TASK TO COMPLETE: List every line in the listing below that contains the word "soil".

Bounding box annotation entries
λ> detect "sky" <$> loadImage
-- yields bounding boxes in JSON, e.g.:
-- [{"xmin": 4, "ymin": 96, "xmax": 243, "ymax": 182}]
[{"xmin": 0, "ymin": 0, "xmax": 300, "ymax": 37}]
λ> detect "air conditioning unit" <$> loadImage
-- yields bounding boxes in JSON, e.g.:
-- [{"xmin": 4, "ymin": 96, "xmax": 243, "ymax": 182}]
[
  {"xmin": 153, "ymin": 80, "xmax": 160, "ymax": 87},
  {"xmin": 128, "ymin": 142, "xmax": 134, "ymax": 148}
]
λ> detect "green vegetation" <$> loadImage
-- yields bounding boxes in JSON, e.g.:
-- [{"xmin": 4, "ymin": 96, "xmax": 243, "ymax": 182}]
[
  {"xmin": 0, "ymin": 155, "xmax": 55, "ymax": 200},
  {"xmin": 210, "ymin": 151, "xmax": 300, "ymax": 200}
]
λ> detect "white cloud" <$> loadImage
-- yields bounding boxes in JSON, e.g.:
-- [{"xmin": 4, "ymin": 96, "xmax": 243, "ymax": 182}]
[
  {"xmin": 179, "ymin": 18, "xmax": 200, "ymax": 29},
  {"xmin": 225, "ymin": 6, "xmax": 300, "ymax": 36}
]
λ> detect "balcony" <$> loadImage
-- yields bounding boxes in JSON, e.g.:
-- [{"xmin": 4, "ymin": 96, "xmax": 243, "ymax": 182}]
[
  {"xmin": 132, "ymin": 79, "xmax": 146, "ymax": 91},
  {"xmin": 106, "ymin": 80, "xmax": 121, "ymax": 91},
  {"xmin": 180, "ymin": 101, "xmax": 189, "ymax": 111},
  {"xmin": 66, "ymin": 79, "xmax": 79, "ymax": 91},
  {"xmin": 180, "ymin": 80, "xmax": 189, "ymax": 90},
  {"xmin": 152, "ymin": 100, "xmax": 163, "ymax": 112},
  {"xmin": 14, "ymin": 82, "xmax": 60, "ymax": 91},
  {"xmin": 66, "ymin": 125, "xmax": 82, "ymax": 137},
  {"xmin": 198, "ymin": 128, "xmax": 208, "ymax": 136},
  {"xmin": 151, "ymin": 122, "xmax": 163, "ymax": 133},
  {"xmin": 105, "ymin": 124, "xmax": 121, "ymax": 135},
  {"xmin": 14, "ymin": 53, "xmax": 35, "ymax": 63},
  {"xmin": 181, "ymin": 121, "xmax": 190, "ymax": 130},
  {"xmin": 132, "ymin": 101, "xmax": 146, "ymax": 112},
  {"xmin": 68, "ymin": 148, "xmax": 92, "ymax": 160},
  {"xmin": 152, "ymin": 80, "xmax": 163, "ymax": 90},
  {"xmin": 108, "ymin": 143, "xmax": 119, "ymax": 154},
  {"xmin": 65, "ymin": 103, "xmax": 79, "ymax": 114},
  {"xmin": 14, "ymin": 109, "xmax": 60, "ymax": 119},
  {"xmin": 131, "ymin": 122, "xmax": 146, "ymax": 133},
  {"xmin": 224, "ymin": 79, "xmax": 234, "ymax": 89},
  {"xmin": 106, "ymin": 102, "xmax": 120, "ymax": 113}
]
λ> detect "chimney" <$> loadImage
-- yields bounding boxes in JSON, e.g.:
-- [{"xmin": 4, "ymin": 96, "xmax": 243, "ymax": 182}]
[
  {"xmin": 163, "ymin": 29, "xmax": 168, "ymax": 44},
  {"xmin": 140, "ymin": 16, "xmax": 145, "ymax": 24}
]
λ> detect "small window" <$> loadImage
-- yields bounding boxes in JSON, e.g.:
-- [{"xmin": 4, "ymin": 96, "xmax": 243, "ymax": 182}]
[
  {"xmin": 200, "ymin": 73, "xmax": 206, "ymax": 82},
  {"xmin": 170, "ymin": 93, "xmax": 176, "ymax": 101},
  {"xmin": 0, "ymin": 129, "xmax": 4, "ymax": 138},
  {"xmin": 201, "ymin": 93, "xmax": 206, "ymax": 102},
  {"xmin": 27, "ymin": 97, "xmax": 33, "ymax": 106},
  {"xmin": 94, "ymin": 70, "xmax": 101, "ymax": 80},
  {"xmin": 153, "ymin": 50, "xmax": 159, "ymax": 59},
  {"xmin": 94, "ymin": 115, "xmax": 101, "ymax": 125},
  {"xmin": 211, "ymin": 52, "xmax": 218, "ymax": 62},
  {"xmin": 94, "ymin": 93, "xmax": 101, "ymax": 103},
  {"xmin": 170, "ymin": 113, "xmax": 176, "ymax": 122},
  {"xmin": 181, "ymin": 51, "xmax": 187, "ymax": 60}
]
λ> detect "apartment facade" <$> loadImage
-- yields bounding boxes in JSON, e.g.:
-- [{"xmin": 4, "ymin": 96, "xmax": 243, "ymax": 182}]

* * *

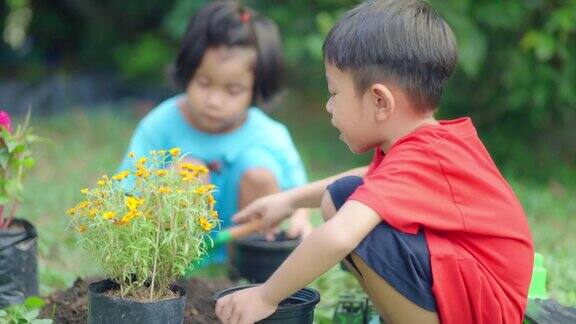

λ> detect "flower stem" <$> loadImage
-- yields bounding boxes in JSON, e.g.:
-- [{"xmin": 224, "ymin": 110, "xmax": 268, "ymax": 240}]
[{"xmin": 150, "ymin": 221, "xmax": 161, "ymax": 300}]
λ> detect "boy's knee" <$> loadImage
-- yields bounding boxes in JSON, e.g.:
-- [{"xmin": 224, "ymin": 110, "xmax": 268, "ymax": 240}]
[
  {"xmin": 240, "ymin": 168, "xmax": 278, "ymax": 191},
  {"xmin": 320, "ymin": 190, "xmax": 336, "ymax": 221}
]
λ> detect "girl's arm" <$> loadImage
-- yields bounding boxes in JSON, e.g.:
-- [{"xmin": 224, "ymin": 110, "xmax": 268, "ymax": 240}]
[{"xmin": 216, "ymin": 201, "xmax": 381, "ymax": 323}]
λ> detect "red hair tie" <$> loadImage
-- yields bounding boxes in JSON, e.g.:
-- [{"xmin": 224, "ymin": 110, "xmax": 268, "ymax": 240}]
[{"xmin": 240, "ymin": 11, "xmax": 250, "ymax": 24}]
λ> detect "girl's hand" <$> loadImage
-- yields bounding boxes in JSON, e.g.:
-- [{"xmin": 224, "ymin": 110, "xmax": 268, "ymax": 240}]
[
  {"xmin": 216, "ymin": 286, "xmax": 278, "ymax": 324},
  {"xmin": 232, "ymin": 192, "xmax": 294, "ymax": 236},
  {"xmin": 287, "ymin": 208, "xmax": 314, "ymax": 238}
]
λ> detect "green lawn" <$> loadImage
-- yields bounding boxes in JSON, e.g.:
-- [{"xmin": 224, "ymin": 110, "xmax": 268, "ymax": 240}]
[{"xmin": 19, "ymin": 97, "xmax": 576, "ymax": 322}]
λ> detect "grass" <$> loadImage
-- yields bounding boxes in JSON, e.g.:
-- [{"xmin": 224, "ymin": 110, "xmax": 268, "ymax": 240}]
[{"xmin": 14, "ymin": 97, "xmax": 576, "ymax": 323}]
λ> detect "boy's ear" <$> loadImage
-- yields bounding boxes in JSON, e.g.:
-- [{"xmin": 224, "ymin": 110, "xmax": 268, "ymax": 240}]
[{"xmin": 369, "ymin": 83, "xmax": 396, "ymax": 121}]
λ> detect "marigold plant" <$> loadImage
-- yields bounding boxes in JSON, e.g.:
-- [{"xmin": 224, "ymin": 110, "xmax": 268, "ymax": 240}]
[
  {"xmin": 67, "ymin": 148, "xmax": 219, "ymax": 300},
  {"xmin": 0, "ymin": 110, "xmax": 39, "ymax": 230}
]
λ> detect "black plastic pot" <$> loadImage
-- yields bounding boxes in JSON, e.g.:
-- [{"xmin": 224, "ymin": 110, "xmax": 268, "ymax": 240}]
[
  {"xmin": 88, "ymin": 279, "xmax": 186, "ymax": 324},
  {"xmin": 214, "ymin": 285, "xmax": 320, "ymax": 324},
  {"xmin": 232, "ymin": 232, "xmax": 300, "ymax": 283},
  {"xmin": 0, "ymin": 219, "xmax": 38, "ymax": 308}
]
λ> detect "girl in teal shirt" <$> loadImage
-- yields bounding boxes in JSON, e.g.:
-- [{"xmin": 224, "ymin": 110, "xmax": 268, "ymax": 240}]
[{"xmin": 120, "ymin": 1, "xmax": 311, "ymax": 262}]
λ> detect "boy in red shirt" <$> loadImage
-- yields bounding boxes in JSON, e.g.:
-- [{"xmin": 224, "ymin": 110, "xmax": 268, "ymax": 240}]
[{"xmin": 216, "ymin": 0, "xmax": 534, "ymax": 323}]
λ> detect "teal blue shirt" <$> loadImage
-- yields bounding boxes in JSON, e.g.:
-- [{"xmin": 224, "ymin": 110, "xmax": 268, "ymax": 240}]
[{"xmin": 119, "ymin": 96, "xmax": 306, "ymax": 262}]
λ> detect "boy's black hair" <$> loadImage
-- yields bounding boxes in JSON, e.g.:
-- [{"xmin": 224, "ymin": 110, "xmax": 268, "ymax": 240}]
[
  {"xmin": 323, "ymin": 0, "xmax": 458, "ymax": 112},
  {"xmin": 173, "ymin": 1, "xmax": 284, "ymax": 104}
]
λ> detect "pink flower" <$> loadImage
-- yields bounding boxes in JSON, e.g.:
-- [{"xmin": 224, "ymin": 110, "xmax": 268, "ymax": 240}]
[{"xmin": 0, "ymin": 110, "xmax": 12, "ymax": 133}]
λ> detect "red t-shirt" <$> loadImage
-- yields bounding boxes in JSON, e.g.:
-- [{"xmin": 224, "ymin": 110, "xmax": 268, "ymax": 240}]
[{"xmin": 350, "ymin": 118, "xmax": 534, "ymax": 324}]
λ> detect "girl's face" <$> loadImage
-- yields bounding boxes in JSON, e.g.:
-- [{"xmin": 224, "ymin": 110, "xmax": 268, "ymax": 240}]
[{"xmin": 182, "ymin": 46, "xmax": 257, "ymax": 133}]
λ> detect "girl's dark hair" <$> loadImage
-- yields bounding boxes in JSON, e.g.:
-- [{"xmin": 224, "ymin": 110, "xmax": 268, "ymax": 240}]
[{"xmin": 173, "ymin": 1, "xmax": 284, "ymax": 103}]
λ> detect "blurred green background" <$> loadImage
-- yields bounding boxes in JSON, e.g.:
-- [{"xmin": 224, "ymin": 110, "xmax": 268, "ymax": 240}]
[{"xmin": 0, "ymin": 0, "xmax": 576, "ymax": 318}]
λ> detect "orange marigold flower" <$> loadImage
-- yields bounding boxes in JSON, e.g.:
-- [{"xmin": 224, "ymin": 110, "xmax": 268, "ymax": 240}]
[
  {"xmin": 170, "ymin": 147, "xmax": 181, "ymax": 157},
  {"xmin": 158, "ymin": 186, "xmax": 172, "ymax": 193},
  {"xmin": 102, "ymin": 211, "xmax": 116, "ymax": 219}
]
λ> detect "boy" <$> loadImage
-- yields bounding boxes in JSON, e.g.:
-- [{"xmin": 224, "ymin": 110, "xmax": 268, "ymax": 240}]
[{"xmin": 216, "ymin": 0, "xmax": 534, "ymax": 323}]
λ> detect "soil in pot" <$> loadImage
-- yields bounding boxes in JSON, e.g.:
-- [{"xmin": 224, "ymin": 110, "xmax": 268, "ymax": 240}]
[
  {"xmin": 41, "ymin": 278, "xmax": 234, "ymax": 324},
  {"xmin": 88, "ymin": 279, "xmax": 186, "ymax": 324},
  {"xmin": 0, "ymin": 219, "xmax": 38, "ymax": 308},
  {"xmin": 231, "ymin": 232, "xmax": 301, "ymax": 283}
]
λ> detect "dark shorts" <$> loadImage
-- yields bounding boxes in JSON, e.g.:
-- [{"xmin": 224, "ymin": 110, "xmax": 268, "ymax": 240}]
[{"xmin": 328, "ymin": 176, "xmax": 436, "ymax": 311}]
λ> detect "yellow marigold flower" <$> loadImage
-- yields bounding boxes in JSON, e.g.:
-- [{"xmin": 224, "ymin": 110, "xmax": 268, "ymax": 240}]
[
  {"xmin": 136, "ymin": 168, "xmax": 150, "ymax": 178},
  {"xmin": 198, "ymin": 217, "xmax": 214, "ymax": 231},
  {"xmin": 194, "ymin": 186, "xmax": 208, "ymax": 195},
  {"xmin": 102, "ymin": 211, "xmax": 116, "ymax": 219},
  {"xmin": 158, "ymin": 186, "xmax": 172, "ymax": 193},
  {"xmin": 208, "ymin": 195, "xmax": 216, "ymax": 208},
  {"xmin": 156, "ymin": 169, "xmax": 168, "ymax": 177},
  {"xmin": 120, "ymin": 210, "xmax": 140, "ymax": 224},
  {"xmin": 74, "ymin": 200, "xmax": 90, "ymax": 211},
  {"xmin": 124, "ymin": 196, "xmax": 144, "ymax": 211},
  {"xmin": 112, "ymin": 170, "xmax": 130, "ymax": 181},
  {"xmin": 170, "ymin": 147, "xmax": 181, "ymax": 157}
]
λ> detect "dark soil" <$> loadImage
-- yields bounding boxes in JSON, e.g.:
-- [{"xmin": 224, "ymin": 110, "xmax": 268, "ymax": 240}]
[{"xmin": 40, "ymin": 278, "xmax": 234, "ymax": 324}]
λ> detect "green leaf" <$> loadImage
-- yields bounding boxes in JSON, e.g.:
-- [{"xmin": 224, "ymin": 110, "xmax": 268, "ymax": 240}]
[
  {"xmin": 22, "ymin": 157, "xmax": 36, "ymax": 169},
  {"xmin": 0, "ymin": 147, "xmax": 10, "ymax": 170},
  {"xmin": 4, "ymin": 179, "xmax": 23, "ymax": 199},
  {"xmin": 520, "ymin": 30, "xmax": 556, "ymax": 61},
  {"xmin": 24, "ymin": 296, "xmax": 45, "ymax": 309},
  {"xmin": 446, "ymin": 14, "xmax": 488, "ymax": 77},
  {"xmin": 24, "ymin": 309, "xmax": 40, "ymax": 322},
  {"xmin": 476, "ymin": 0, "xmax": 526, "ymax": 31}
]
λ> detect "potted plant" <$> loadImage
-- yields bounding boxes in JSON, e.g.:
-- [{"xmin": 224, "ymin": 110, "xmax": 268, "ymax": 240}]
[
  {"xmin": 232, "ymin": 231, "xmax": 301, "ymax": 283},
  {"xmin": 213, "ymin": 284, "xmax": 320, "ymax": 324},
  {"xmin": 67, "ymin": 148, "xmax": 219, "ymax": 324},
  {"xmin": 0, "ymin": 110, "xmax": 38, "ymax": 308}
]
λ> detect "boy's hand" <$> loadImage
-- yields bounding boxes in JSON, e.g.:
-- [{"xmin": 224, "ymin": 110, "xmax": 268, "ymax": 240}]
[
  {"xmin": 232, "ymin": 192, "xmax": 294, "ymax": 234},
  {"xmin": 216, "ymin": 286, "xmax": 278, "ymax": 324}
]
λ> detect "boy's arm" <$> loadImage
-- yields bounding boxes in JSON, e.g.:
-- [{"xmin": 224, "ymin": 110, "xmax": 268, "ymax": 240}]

PROBLEM SOLUTION:
λ> detect "soil in pot" <$> loadImage
λ> detect "dark soil" <$> loadImage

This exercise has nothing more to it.